GIVEN TEXT –
======
Production of Soluble HLA (sHLA) from cDNA Starting Material

[0045] As shown in co-pending application U.S. Ser. No. 10/022,066, the initial HLA molecules selected for examination and production were from the HLA-B15 family. The HLA-B15 family represents a broad and diverse group of molecules comprised of nearly 50 evolutionarily related allotypes differing almost sequentially by 1-15 peptide binding groove residues, and they are observed throughout numerous ethnic populations (Hildebrand et al. 1994); serological and DNA-based typing thus far confirm distribution of B15 alleles among Caucasians, Amerindians (North and South), Mexicans, Blacks (African and American), Indians, Iranians, Pakistanis, Chinese, Japanese, Koreans, and Thais. The majority of HLA B-locus polymorphisms known to exist are represented among the members of this allelic family. HLA-B*1501 appears to be the “ancestral allele.”

[0046] The specific B15 allotypes initially selected for review and use with the production methodology were B*1501, B*1503, B*1508, B*1510, B*1512, and B*1518. B*1508 differs from B*1501 by a single mutagenic event in the α1 helix, while B*1512 differs by a single mutagenic event in the α2 helix; the remaining three alleles demonstrate a progressive series of polymorphisms throughout their binding grooves imposed by sequential mutagenic events during their divergent evolution from B*1501.

[0047] Using the primer sets of HLA5UT and sHLA3TM or 5PXI and 3PEI and template DNA from reliable full-length cDNA clones of HLA-B15 molecules B*1501, B*1503, B*1508, B*1510, B*1512, and B*1518, truncating PCR was performed for each on a Robocycler (Stratagene) for 30 cycles as described in Prilliman et al. 1997, which is expressly incorporated herein in its entirety. The resultant PCR products contained the leader peptide, α1, α2, and α3 coding domains of the HLA heavy chain.
======
DATA EXCERPTS –
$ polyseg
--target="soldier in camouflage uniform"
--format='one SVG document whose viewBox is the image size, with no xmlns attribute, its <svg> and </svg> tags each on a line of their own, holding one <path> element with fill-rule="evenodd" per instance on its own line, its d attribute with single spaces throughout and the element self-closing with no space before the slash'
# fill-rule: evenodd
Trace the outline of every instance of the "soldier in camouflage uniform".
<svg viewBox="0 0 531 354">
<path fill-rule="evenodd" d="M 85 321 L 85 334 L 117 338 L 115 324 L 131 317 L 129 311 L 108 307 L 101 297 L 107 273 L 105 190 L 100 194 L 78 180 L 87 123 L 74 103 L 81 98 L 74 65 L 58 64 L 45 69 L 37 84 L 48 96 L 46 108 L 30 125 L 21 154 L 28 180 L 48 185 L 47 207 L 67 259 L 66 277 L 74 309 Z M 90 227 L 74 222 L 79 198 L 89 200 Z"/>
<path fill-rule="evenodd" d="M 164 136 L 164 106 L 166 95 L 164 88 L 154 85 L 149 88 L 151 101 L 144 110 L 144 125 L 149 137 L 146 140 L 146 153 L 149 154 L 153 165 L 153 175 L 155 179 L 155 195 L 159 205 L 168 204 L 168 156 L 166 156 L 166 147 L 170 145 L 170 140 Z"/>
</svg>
======
WHAT THIS TASK INVOLVES –
Reproduce word for word the part of the soluble HLA production text above that begins at "[0046] The specific" and ends after "evolution from B*1501.".

SOLVED EXERCISE –
[0046] The specific B15 allotypes initially selected for review and use with the production methodology were B*1501, B*1503, B*1508, B*1510, B*1512, and B*1518. B*1508 differs from B*1501 by a single mutagenic event in the α1 helix, while B*1512 differs by a single mutagenic event in the α2 helix; the remaining three alleles demonstrate a progressive series of polymorphisms throughout their binding grooves imposed by sequential mutagenic events during their divergent evolution from B*1501.